* Things to do:
1. In the editorial on dealing with change, which two kinds of electronic transmission does the author say will bring a dramatic change to the management of the airman medical certification system?
2. For each statement below, say whether it agrees with the editorial on dealing with change, and quote the words from the editorial that decide it.
(a) The author has worked as a manager in the Office of Aerospace Medicine.
(b) The author expects the new system at the Aeromedical Certification Division to be adopted without any disruption.
(c) The Office of Aerospace Medicine has added new employees in the last several years.
3. From the editorial on dealing with change, return everything from "Editorial, by Jon" down to "cases, absolutely necessary.", copied without any changes.

* Supplied text:
---*---

Dealing With Change

Editorial, by Jon L. Jordan, MD, JD

Depending on the individual’s perspective, confronting and dealing with technical and organizational change presents one of the greatest challenges managers or employees face during their working lifetime. And yet, everyone knows, or should know, that change is inevitable and, in many cases, absolutely necessary.

During the time I have spent as a manager in the Office of Aerospace Medicine, I have had the opportunity to witness relatively dramatic changes in the content and administration of FAA’s programs, not the least of which have been changes in the medical programs. Organizational structure has undergone numerous modifications to accommodate, among others, changing program needs and new management philosophies. Advances in technology and fresh ideas by new as well as experienced employees and managers have opened both minds and doors to innovative changes.

With the advent of required electronic transmission of airman medical certification data and the digital electronic transmission of electrocardiograms, we are about to experience a dramatic change in respect to the management of the airman medical certification system. We recognize that for some aviation medical examiners this change will present a significant challenge. With the institution at the Aeromedical Certification Division of the document imaging workflow system that encompasses the receipt of electronically transmitted medical data and permits the electronic storage and processing of all medical certification data, our staff at the Division will be challenged in adjusting to this new way of “doing business.” While adjusting to this change has the potential for being somewhat painful and disruptive, its implementation is absolutely essential if we expect to improve the quality and efficiency of the medical certification process.

In speaking of change, I am also reminded that significant adjustments are required when “key” personnel either join or leave an organization. In the last several years, the Office of Aerospace Medicine has experienced new vitality through the addition of highly energetic and innovative employees. On the other hand, we have also experienced some negative change as a result of losses of employees. One such loss has now occurred that significantly impacts civil aviation medicine generally as well as me personally.

---*---

* Study material:
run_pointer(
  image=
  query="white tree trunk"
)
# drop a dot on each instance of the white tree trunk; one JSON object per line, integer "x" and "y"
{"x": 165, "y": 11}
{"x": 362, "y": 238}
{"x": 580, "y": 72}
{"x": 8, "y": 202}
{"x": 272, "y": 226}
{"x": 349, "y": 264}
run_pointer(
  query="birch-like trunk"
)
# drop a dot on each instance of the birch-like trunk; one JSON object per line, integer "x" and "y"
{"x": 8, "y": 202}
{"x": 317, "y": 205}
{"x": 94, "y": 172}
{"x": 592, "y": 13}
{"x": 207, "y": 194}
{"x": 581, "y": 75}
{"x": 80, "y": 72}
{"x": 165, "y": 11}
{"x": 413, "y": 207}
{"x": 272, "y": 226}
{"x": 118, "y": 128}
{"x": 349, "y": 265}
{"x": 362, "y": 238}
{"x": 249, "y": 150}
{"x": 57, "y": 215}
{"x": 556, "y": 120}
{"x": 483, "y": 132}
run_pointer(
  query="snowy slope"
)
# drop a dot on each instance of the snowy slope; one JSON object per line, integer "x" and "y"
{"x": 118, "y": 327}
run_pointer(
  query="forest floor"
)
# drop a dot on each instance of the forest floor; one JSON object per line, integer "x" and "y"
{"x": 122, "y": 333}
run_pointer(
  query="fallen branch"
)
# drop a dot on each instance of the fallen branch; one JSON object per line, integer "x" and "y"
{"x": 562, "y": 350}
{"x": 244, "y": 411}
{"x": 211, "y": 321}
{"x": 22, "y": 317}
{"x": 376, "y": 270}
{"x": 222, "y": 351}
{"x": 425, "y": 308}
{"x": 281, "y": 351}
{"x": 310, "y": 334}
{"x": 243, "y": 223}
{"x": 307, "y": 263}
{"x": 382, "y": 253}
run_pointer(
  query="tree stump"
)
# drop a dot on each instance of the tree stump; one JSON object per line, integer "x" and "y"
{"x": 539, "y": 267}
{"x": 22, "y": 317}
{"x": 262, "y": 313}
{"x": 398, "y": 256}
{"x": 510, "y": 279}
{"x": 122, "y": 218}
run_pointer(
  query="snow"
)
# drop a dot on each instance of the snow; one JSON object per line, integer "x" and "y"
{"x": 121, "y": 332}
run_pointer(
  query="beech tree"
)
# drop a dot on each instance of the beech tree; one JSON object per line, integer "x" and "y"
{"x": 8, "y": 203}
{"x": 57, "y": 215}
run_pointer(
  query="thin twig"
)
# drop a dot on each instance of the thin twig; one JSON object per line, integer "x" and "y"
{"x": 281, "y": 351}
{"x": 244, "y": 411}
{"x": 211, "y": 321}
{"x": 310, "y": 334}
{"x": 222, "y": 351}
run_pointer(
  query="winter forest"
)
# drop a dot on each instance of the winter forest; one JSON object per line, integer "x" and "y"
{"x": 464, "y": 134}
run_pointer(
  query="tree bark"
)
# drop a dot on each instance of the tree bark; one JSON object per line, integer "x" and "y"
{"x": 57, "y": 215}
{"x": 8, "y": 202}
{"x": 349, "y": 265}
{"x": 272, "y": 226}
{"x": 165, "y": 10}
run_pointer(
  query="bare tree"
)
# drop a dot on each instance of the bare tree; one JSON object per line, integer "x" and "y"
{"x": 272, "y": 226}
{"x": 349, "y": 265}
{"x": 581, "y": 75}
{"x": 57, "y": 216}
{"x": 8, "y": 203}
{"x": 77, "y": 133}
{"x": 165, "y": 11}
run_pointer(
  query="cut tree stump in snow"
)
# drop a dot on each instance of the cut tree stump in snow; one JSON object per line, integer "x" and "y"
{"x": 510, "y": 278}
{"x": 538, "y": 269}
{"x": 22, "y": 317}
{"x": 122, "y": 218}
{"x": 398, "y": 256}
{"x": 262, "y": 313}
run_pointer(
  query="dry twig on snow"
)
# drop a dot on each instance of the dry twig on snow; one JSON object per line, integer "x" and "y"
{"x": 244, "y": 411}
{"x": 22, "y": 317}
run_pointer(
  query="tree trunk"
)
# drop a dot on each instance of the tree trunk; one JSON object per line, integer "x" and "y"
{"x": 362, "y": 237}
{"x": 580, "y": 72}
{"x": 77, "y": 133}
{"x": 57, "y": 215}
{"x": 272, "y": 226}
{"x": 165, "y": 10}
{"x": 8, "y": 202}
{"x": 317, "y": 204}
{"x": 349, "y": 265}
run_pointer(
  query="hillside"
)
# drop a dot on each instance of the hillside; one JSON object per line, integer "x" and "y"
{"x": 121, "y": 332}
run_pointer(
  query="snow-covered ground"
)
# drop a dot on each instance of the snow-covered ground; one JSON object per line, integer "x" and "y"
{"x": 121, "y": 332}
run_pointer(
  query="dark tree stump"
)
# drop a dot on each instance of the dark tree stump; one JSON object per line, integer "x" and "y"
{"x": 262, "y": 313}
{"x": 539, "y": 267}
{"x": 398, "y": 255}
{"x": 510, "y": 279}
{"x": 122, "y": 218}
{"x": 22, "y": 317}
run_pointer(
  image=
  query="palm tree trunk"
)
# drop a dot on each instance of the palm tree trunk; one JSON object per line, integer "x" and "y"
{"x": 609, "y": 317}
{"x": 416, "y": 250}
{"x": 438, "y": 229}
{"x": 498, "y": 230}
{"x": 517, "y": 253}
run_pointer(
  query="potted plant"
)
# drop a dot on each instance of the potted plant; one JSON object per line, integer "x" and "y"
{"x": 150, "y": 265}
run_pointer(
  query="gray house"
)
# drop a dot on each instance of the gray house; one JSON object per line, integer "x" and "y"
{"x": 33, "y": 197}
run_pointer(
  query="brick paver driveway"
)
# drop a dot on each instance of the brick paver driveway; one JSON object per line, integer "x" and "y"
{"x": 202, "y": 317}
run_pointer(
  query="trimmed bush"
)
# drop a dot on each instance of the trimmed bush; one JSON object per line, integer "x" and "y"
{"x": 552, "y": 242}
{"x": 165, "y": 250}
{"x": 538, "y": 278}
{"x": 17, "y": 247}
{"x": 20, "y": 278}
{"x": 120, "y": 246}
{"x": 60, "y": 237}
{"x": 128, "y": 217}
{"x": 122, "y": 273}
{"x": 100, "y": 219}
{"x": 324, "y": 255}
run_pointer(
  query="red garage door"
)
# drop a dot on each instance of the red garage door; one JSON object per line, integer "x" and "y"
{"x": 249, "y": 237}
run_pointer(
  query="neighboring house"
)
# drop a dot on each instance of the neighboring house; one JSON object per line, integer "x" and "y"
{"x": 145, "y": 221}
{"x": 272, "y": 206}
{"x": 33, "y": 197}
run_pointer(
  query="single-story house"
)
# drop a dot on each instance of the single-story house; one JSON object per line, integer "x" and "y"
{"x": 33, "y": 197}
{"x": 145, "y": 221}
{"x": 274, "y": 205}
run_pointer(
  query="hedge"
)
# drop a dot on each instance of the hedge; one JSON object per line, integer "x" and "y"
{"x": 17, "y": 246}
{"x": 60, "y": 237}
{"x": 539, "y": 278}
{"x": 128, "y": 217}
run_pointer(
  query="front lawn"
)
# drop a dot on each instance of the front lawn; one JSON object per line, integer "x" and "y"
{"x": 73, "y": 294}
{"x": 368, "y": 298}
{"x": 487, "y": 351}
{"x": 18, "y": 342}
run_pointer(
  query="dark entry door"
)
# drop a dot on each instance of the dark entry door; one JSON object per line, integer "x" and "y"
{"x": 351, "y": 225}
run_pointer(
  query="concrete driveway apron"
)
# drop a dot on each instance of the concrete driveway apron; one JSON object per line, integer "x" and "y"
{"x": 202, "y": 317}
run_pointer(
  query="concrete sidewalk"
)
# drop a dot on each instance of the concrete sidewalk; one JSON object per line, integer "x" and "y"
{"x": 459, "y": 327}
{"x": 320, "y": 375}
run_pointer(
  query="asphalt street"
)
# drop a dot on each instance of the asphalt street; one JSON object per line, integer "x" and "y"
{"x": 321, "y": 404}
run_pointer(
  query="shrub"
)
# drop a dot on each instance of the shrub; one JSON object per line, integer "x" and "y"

---*---

* Answer section:
1. The required electronic transmission of airman medical certification data and the digital electronic transmission of electrocardiograms.

2.
(a) Yes: "During the time I have spent as a manager in the Office of Aerospace Medicine"
(b) No: "While adjusting to this change has the potential for being somewhat painful and disruptive"
(c) Yes: "the Office of Aerospace Medicine has experienced new vitality through the addition of highly energetic and innovative employees"

3.
Editorial, by Jon L. Jordan, MD, JD

Depending on the individual’s perspective, confronting and dealing with technical and organizational change presents one of the greatest challenges managers or employees face during their working lifetime. And yet, everyone knows, or should know, that change is inevitable and, in many cases, absolutely necessary.